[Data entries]
○ ○ ○ ○

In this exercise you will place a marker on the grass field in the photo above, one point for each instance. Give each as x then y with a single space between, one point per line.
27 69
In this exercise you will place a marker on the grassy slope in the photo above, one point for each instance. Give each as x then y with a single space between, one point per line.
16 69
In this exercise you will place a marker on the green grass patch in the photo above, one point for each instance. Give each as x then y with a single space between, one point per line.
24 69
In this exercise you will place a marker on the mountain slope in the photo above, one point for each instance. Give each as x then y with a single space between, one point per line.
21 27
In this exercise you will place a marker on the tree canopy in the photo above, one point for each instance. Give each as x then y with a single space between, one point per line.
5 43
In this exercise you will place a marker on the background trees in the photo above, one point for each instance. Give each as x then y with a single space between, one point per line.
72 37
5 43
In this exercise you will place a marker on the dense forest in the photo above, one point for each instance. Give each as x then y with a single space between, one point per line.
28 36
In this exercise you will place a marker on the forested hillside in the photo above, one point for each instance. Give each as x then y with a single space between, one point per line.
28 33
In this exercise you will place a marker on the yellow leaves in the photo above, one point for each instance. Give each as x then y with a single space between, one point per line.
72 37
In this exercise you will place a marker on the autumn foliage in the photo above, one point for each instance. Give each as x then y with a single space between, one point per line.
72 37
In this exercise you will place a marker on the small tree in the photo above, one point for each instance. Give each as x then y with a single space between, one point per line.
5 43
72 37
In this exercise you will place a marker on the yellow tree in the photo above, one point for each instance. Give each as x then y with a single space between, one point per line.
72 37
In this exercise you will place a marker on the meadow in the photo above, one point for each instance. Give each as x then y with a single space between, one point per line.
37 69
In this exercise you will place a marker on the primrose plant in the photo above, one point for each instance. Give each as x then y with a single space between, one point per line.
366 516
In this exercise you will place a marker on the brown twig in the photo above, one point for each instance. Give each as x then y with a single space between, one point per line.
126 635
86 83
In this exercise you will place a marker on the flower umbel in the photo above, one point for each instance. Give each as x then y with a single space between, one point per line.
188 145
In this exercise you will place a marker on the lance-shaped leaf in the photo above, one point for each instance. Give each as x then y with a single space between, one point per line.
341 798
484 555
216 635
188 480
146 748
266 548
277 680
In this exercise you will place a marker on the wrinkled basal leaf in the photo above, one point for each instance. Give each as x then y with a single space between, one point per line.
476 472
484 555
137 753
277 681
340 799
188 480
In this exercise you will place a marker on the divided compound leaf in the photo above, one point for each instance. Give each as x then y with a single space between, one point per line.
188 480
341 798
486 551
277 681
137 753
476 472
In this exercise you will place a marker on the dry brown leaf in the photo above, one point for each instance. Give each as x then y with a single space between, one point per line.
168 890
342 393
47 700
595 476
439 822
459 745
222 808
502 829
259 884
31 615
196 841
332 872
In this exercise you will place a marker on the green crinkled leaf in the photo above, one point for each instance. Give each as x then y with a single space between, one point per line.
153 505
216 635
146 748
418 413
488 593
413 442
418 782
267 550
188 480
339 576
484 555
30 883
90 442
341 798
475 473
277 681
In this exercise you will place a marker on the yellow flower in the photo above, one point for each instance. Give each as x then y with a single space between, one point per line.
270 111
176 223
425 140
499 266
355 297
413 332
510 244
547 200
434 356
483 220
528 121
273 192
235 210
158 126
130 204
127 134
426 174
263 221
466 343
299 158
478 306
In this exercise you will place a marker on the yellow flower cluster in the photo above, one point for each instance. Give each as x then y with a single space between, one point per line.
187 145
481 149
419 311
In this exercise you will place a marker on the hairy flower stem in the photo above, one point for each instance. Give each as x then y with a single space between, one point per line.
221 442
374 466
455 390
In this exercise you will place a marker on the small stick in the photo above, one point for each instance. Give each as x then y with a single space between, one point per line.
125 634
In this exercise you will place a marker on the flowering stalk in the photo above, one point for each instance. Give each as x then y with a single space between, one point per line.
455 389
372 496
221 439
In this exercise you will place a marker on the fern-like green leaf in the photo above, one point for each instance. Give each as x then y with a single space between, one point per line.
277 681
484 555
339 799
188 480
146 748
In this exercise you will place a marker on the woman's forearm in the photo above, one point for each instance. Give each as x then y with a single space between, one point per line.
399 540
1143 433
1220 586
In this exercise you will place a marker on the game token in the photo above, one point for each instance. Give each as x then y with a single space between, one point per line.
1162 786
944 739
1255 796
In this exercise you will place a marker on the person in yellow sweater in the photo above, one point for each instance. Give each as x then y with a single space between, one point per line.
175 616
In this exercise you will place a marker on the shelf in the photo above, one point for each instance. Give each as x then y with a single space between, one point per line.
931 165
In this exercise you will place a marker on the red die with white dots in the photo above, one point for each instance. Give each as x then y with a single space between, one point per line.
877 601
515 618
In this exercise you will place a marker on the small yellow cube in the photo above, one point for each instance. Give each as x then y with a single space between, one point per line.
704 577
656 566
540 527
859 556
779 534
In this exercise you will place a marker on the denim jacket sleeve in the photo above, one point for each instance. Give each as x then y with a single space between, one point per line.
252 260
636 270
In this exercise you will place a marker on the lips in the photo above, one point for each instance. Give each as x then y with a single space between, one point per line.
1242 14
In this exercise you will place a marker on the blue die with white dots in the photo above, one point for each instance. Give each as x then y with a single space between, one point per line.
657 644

○ ○ ○ ○

EXERCISE TASK — Print all of the records above again, word for word and in their original order.

ANSWER BELOW —
In this exercise you will place a marker on the grass field in the photo above, one point for each instance. Give each as x then y with a single space between, one point per line.
27 69
In this exercise you will place a marker on the grassy slope in the photo above, one point for each instance. Give each as x then y with a single space between, one point per line.
16 69
In this exercise you will place a marker on the green grass patch in the photo above, one point for each instance. Give each as x then y with a single space between, one point per line.
24 69
In this exercise you will place a marker on the mountain slope in the photo above, one point for each instance. Give each as x then y with a single space between, one point per line.
21 27
In this exercise you will place a marker on the tree canopy in the photo above, one point for each instance. Give each as x then y with a single space between, one point per line.
5 43
In this exercise you will place a marker on the background trees in the photo above, one point for each instance. Give each as x then y with a single space between, one point per line.
72 37
5 43
In this exercise you will place a marker on the dense forest in the photo above, one point for each instance. Give each as x then y with a single space between, one point per line.
28 36
In this exercise you will place a marker on the forested hillside in the photo above, one point for each instance. Give each as x then y with a single space between, one point per line.
28 33
In this exercise you will place a marker on the yellow leaves in the photo above, one point for each instance. Give each as x then y with a single space between, one point per line.
72 37
In this exercise you will place a marker on the autumn foliage in the photo above, one point for each instance. Give each as x then y with a single space between, one point per line.
72 37
In this exercise you will place a marker on the small tree in the photo above, one point for each instance. Give each as x then y with a single space between, one point per line.
5 43
72 37
In this exercise you will place a marker on the yellow tree in the photo above, one point for each instance. Give each as x then y with a single space between, one point per line.
72 37
In this exercise you will place a marker on the meadow in the photo above, one point for each instance. Give each as x then y with a single space between, one point per line.
37 69
In this exercise you will place a marker on the primrose plant in the photo above, one point for each instance. Give each as x then y with a single space between, one point per line.
366 516
In this exercise you will place a marker on the brown twig in the photo above, one point for each instance. Give each as x then y with a single space between, one point per line.
126 635
86 83
In this exercise you will place a marker on the flower umbel in the photo above, one point for each instance. Give each as x then y with a single space between, one point per line.
188 145
In this exercise you will place a marker on the lance-shaped leaf in the photo above, one point for each instance. Give each as x then y with a single space between, one point per line.
341 798
484 555
216 635
188 480
146 748
266 548
277 680
In this exercise you will place a marker on the wrinkled basal leaf in the photo above, one point for each instance. Give each as x then y with a single space between, one point per line.
476 472
484 555
137 753
277 681
340 799
188 480
In this exercise you will place a marker on the divided compound leaf in the photo above, one point for each instance. Give each as x then y with a single space between, one point per line.
188 480
341 798
486 551
277 681
137 753
476 472
In this exercise you will place a marker on the dry brown leaf in the photo above, one point for each instance. Give each as x then y with a single space between, one point per line.
168 890
342 393
47 700
595 476
439 822
459 745
222 808
502 829
259 884
31 615
196 841
332 872
In this exercise you will place a marker on the green crinkled leaf in the photo above, one point for each instance. Give each as x then y with a single space between, one point per line.
153 505
216 635
146 748
418 413
488 593
413 442
418 782
267 550
188 480
339 576
484 555
30 883
90 442
341 798
475 473
277 681
In this exercise you will place a marker on the yellow flower in the photo above, one point for each instance. Give each as x then y with a single space between, one point per line.
270 111
176 223
425 140
499 266
355 297
413 332
510 244
547 200
434 356
483 220
528 121
273 192
235 210
158 126
130 204
127 134
426 174
263 221
466 343
299 158
478 306
In this exercise you will place a marker on the yellow flower cluster in the photo above, one point for each instance. Give each as x then y with a single space between, one point per line.
187 145
481 149
419 311
In this exercise you will place a marker on the hairy flower stem in the photo above, one point for each instance. Give each as x then y with a single space between, one point per line.
221 442
374 466
455 390
In this exercise you will place a marker on the small stick in the photo above, one point for each instance. Give each as x then y with a single space between, one point per line.
125 634
In this exercise you will place a marker on the flowering stalk in the photo above, one point for each instance. Give each as x then y with a single space between, one point per line.
455 389
372 496
221 439
In this exercise you will place a marker on the fern-like green leaf in the photo above, one point for each instance. Give each as x then y with a single space between, one point per line.
277 681
484 555
339 799
188 480
146 748
In this exercise you will place a marker on the woman's forearm in the photo above, one point for each instance. Give each as x then y with a single space between, one point per line.
399 540
1143 433
1220 586
In this exercise you will place a marker on the game token in the photo above, one point for each instance. Give each as x then y with a single space between, one point per line.
1162 786
944 739
1255 796
In this exercise you will place a marker on the person in yellow sweater in the photo above, one point for each instance. Give each as x then y with a single space between, one point per line.
175 616
In this exercise you will place a marker on the shelf in the photo above, one point for each instance. Give each as x then y with a single space between, one point per line.
931 165
In this exercise you will place a marker on the red die with white dots in the photo above, one point for each instance. Give each as x then y with a single space between, one point per line.
877 601
515 618
In this exercise you will place a marker on the small yellow cube in the photo above, one point for each instance. Give each as x then y with a single space between, one point per line.
704 577
656 566
540 527
859 556
779 534
In this exercise you will place a marker on the denim jacket sleeve in the photo above, one point for each instance. Give each as x then y with a single space between, one point per line.
252 260
636 270
In this exercise you will place a marker on the lips in the photo above, one point for each instance. Give each as x then y with a single space between, one point per line.
1242 14
In this exercise you will place a marker on the blue die with white dots in the photo above, one point for each instance. Give each as x then y with a single space between, one point per line.
657 644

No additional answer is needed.